▶ [Problem requirements]
Repeat the lines below exactly as written, please, from the line with "Locate the innermost point of each instance of the blue roof." to the line with "Target: resort building", both lines included, and no others.

[Referring expression pointing data]
=== Section Start ===

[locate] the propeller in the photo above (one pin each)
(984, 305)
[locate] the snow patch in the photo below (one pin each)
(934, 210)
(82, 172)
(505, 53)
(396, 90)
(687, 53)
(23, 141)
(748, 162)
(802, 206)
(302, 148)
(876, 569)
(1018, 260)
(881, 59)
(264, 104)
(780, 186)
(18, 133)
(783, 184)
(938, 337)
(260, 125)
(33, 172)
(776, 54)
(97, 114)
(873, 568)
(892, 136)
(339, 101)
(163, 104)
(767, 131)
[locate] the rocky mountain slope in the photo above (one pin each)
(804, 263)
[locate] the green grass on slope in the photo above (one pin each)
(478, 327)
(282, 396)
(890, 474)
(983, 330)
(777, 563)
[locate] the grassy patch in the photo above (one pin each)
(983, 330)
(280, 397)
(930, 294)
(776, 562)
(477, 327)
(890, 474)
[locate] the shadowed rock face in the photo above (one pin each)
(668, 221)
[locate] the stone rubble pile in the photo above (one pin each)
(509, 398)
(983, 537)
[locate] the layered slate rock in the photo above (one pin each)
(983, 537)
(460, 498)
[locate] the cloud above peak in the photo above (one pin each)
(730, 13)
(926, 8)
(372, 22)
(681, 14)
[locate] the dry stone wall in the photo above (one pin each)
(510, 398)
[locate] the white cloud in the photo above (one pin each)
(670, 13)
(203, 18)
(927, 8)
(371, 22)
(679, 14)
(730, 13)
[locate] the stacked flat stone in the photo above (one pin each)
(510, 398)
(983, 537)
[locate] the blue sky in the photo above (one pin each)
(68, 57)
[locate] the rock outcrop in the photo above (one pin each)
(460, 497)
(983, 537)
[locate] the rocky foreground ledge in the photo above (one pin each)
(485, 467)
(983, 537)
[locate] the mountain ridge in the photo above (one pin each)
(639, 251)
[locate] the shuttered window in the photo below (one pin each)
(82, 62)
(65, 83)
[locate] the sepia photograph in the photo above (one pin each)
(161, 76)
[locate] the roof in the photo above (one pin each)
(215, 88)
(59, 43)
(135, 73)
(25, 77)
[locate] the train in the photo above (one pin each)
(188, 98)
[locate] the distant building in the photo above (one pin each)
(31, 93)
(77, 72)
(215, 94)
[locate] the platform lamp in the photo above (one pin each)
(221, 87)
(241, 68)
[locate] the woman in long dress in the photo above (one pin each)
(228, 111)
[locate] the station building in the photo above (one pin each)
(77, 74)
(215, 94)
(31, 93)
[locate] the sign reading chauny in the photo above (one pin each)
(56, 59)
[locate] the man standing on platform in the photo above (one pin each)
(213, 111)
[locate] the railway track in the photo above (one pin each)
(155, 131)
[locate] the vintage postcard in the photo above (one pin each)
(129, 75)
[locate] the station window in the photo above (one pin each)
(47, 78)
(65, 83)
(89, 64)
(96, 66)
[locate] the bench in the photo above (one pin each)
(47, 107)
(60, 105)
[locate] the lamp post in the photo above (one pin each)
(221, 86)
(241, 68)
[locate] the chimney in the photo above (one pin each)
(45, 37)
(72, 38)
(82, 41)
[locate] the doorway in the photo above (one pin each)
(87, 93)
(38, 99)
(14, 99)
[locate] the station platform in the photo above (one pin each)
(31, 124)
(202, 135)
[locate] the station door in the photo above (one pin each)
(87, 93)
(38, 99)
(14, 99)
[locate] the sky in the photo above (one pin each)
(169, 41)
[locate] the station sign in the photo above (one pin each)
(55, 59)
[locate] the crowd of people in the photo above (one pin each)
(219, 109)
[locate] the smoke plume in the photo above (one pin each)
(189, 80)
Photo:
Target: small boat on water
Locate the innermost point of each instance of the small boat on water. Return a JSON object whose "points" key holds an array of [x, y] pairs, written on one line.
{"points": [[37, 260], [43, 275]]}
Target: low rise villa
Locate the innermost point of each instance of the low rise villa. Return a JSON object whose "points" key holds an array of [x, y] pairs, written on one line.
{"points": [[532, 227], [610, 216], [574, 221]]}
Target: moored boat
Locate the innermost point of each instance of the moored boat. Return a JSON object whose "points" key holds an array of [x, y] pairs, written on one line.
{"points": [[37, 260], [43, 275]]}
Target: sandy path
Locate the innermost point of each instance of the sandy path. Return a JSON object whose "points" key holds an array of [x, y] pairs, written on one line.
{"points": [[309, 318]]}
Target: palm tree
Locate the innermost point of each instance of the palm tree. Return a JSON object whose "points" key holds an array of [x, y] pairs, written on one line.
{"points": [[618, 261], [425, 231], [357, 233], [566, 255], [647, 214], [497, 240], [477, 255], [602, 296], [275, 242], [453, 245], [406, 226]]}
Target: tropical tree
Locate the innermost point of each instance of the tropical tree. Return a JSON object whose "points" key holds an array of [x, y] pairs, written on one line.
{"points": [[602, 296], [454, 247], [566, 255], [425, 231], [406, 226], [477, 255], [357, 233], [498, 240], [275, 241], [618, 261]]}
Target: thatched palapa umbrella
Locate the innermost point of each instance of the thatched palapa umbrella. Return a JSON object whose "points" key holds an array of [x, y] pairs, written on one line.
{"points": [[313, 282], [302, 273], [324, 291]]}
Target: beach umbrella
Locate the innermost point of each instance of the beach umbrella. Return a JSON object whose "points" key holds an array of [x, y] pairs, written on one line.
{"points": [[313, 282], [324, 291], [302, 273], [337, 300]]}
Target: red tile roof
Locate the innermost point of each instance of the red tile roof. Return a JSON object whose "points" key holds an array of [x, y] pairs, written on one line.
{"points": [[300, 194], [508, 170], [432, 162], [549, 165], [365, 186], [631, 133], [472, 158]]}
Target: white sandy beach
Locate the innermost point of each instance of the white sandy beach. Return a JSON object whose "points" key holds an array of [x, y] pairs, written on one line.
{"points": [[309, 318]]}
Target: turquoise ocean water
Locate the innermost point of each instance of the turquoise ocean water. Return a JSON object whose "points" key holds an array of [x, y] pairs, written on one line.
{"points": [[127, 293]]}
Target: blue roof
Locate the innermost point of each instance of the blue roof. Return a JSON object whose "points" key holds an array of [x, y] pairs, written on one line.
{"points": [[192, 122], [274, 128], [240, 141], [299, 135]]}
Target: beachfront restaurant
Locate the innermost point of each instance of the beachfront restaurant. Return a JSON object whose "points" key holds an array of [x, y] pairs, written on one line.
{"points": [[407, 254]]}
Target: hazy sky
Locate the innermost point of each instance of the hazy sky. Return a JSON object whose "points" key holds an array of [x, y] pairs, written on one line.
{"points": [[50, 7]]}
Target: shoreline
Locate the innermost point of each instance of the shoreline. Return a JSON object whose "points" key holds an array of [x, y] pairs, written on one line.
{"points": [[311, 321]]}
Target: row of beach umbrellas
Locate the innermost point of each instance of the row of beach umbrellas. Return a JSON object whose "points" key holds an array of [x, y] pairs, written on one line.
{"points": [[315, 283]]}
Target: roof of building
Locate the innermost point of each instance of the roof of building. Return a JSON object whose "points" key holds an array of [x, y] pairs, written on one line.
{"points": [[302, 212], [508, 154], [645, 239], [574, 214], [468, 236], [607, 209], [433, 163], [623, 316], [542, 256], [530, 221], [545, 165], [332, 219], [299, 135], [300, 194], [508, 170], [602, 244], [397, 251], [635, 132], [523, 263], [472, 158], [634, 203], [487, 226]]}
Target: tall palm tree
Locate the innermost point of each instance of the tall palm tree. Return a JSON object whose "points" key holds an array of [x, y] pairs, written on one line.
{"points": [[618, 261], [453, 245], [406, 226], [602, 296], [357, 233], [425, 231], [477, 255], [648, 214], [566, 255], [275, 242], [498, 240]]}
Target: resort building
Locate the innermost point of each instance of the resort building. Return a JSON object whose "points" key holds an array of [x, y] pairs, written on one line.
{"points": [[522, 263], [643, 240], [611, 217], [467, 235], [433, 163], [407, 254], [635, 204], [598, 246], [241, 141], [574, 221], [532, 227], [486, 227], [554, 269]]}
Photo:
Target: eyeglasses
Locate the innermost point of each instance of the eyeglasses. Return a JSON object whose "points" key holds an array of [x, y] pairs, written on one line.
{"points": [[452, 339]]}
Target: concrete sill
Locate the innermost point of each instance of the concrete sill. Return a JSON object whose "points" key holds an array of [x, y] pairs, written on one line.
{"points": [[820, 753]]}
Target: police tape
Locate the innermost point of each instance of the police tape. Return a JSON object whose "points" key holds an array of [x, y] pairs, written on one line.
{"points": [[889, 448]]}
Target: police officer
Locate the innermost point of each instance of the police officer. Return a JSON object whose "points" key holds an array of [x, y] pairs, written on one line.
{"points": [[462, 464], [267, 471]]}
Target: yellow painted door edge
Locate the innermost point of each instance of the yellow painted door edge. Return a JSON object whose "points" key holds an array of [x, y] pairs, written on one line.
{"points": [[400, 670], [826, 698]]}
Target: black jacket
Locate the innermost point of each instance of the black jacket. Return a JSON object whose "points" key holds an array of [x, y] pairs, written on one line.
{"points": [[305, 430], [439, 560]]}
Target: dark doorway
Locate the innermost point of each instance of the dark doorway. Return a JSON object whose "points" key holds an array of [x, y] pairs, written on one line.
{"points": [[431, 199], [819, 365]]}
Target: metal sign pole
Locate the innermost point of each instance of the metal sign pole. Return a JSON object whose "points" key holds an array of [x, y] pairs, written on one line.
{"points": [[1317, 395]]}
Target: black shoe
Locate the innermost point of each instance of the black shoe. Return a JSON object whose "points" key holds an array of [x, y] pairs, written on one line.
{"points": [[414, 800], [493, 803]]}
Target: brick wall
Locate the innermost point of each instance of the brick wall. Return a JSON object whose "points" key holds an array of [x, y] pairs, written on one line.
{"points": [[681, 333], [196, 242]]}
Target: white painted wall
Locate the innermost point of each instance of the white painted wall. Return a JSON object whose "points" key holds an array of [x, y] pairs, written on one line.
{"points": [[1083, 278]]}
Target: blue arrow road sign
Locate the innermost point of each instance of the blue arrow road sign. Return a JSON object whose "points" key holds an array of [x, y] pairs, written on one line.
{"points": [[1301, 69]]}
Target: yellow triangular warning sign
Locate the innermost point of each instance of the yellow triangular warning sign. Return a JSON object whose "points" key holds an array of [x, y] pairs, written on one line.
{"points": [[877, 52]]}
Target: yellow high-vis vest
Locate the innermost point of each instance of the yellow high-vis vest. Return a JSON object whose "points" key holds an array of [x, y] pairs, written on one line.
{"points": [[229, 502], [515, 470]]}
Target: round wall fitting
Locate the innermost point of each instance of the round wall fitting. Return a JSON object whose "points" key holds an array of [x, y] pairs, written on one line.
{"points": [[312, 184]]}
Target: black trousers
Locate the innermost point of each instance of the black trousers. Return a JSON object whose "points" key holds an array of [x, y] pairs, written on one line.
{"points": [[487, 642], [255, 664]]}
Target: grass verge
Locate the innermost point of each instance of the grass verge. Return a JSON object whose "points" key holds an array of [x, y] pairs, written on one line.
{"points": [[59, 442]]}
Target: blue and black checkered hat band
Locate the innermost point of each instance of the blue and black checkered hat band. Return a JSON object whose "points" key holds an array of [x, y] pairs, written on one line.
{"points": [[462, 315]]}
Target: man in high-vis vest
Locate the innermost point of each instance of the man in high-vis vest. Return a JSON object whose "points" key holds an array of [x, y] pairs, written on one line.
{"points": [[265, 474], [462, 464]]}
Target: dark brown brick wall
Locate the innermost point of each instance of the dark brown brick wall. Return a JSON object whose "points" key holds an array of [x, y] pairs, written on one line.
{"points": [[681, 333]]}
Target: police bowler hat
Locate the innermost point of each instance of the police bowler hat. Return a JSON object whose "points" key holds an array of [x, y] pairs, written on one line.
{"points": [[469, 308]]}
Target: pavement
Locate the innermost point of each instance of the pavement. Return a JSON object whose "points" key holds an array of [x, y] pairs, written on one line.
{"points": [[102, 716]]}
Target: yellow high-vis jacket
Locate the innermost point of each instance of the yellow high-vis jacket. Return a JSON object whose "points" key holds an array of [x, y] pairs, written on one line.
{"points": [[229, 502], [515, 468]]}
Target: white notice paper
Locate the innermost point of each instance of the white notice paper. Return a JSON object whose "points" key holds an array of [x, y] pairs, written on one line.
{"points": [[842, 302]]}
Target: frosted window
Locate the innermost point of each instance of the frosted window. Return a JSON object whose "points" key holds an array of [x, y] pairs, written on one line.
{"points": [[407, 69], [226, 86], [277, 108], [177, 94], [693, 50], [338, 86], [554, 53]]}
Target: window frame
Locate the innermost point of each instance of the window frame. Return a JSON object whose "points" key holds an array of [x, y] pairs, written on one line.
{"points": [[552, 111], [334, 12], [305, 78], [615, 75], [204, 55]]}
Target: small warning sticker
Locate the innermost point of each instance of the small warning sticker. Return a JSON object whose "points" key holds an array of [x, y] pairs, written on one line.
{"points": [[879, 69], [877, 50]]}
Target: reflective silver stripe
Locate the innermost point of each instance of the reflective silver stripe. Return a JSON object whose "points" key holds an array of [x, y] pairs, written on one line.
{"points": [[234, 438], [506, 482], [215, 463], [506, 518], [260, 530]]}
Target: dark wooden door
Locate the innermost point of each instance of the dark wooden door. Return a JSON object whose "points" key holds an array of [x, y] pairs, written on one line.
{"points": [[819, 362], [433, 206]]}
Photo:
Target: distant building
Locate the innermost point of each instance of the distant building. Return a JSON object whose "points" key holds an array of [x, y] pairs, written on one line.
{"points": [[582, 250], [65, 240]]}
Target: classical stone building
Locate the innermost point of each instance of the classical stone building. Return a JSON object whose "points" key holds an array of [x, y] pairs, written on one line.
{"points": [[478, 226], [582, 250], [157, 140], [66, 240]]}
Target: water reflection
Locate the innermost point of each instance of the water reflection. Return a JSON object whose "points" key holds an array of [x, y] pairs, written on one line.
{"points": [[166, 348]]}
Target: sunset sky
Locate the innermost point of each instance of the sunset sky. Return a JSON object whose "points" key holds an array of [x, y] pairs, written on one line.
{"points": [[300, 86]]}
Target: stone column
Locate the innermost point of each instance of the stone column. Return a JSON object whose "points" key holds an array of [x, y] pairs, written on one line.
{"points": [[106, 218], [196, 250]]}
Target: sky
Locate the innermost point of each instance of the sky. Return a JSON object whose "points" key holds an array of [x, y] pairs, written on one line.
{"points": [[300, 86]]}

=== Section End ===

▶ [Exercise answer]
Locate the innermost point of each instance of the blue roof. Return a JSON object whose "points" key holds an array of [x, y] pairs, written on one line.
{"points": [[192, 122], [274, 128], [240, 141], [299, 135]]}
Target: beachfront restaurant
Locate the innermost point of each instance of the beachfront restaurant. Return a JSON object whose "points" key holds an array of [x, y] pairs, written on one line.
{"points": [[407, 254]]}
Target: hazy sky
Locate the innermost point of each instance of the hazy sky. Return a JSON object whose "points" key holds an array of [x, y] pairs, written on one line.
{"points": [[50, 7]]}
Target: shoreline
Locate the innermost point of each instance of the shoreline. Return a JSON object whose "points" key holds an array of [x, y] pairs, written on one line.
{"points": [[311, 321]]}
Target: row of beach umbrellas
Locate the innermost point of each instance of the row of beach umbrellas. Return a JSON object whose "points" key holds an array of [x, y] pairs, written on one line.
{"points": [[315, 283]]}
Target: roof of building
Locate the innermost point of each instance of the roof of building. Return a JSON object whose "points" key holds an array of [x, y] pairs, written on one line.
{"points": [[302, 212], [508, 154], [645, 239], [574, 214], [468, 236], [607, 209], [433, 163], [623, 316], [542, 256], [530, 221], [545, 165], [332, 219], [299, 135], [300, 194], [508, 170], [602, 244], [397, 251], [635, 132], [523, 263], [472, 158], [634, 203], [487, 226]]}
Target: tall palm tree
Locate the innermost point of each instance of the tall palm tree. Return a JSON object whose "points" key holds an array of [x, y] pairs, written on one line.
{"points": [[618, 261], [453, 245], [406, 226], [602, 296], [357, 233], [425, 231], [477, 255], [648, 214], [566, 255], [275, 242], [498, 240]]}
Target: resort building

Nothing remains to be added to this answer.